-------- RECORDS FOR THIS EXERCISE

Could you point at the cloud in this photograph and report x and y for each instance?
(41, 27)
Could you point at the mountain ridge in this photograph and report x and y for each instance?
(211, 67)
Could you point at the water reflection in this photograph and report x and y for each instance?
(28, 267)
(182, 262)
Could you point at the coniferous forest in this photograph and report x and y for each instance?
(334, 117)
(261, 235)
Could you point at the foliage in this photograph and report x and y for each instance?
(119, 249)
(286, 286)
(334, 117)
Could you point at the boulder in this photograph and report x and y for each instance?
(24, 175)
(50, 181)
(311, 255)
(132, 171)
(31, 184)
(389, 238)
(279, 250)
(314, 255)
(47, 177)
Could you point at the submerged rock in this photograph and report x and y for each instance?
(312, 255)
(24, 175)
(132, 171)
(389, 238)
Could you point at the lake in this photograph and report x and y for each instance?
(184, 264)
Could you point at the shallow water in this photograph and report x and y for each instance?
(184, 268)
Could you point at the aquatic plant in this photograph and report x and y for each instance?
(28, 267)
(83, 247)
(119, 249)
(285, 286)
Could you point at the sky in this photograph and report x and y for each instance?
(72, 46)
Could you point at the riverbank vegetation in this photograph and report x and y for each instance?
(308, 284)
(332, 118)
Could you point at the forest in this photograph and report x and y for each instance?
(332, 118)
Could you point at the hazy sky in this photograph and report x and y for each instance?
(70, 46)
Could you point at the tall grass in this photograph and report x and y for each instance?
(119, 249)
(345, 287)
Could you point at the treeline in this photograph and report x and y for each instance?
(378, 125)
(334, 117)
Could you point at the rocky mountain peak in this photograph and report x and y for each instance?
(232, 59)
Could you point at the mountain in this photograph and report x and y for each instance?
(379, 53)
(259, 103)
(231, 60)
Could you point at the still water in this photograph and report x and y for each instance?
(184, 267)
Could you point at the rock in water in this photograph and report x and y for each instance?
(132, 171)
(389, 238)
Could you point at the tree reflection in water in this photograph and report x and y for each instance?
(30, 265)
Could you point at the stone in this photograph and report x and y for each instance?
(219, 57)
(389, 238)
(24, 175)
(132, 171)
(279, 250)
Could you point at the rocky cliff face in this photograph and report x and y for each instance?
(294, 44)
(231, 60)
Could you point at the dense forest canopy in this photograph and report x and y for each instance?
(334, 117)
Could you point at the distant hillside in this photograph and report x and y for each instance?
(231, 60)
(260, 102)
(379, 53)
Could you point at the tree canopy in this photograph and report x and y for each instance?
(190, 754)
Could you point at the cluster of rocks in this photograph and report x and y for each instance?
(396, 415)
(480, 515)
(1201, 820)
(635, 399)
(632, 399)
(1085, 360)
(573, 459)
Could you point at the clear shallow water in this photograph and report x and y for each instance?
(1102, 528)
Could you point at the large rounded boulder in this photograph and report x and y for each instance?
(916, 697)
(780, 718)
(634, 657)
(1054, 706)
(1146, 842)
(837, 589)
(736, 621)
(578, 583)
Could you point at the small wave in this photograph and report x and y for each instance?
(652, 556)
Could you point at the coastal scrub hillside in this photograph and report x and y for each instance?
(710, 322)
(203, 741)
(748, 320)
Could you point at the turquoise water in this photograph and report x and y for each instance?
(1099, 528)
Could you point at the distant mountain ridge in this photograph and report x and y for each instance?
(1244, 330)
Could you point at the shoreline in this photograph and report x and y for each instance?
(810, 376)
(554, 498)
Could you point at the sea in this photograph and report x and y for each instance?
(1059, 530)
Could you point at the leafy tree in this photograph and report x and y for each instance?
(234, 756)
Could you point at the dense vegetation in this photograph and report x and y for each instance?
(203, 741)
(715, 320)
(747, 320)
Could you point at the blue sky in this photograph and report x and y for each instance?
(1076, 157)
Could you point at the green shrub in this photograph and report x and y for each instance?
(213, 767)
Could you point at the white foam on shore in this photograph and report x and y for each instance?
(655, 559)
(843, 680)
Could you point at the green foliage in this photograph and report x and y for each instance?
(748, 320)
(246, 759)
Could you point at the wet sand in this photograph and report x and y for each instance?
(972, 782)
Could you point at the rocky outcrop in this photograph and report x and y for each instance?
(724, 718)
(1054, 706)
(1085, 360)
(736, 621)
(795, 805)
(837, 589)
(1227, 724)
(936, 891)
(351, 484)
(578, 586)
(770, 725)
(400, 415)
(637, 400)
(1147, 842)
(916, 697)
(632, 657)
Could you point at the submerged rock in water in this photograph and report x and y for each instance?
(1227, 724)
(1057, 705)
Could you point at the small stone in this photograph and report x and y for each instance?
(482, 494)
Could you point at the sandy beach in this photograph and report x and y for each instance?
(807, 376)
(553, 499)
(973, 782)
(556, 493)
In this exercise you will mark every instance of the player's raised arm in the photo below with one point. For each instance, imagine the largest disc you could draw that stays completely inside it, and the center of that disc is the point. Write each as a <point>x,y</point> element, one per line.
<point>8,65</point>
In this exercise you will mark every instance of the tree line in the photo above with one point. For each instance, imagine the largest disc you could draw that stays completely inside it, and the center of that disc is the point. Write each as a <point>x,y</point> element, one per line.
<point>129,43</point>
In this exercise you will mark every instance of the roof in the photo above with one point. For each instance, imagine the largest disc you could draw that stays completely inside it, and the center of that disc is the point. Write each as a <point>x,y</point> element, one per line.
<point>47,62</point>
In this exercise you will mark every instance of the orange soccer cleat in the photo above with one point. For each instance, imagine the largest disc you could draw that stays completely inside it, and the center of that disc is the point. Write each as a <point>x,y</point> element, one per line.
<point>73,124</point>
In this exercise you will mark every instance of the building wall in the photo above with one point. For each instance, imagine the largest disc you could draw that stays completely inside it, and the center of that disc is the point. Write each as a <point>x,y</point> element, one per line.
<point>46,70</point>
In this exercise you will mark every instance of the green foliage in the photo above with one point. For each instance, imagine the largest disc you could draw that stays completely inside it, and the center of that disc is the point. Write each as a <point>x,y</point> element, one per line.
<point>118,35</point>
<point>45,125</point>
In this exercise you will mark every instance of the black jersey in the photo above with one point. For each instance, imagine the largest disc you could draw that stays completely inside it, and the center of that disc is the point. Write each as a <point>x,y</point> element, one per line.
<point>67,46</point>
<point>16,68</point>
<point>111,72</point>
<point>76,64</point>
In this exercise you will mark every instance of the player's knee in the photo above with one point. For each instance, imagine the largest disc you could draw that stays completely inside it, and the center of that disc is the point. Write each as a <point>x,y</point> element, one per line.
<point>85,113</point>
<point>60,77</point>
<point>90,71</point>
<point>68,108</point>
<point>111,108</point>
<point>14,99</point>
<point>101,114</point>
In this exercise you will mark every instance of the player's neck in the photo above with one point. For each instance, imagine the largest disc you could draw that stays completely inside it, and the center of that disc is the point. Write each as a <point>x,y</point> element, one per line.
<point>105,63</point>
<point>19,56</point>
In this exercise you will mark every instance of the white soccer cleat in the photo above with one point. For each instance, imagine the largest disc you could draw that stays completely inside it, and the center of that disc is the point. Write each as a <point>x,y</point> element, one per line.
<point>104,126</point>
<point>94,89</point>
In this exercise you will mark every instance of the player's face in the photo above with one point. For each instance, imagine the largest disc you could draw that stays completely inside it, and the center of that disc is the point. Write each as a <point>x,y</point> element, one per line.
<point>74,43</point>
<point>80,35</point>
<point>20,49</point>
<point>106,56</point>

----------------

Take the line holding "In this exercise you will mark every instance of the black" and all lines after it through the end of the data, and set them down exactly.

In this exercise you will mark every instance of the black jersey in the photo above with one point. For each instance, imagine the largest disc you could draw that stays completely inside it, and the center of that disc is the point. Write each as a <point>x,y</point> element, one per line.
<point>67,46</point>
<point>16,68</point>
<point>111,72</point>
<point>76,64</point>
In this exercise you will mark every instance of the player's knee in the photo above with one point. For each instance, imagine the largest disc you could draw that stays completely inside it, and the center of that disc is the point. Write each as a <point>x,y</point> element, one per line.
<point>85,113</point>
<point>60,77</point>
<point>90,71</point>
<point>68,108</point>
<point>111,108</point>
<point>14,99</point>
<point>101,114</point>
In this exercise you will mark every instance of the player's neck in the photo above with one point. For each instance, imagine the largest disc you could draw that stays completely inside it, and the center of that disc is the point. Write each as a <point>x,y</point> element, one per line.
<point>105,63</point>
<point>19,56</point>
In this exercise you will mark every instance of the white soccer cleat in the photo above with one point. For each instance, imagine the largest disc you could draw that stays completely inside it, and the center of that disc is the point. Write each as a <point>x,y</point> element, one per line.
<point>104,126</point>
<point>94,89</point>
In this exercise you will mark every instance of the player's face in the photo above with one point. For each instance, imagine the largest disc you could draw that stays completely inside it, and the center of that disc is the point. Write each as a <point>x,y</point> element, one per line.
<point>74,43</point>
<point>80,35</point>
<point>20,49</point>
<point>106,56</point>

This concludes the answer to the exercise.